→ **The input**
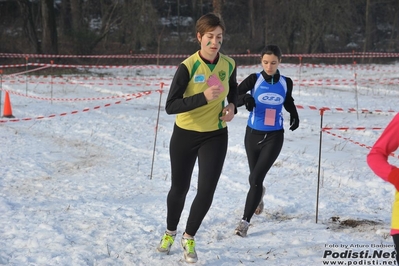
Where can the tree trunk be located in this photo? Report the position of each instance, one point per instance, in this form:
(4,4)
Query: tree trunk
(29,25)
(49,28)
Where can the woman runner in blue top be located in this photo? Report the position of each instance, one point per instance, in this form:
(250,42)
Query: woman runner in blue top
(264,94)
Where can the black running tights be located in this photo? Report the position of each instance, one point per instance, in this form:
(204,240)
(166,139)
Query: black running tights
(185,147)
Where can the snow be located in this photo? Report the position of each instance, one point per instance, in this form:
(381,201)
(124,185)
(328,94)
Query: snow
(84,175)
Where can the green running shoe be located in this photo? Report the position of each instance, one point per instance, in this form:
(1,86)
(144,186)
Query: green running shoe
(189,250)
(166,243)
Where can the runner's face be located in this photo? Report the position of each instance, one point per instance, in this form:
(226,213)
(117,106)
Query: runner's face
(270,63)
(211,43)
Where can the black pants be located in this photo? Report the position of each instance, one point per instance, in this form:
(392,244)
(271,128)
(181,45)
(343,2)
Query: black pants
(396,242)
(185,147)
(262,151)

→ **What this task involves**
Copy the entries above word for word, from the line containing "Where can the green" through the end of the entries.

→ **Output of the exercise**
Where can the green running shoe be located in this photo? Report the position of each instance, one point per instance, in this form:
(1,86)
(144,186)
Query: green running shoe
(189,250)
(166,243)
Where can the runner's face be located in this photo? Report the position of each instance, one point per instance, in this form:
(226,213)
(117,106)
Query: runner's face
(270,63)
(211,43)
Where can the black pants be located in this photo? Report the position of each instance, one point per instance, in this form:
(392,244)
(271,128)
(181,45)
(343,2)
Query: black pants
(396,242)
(185,147)
(262,151)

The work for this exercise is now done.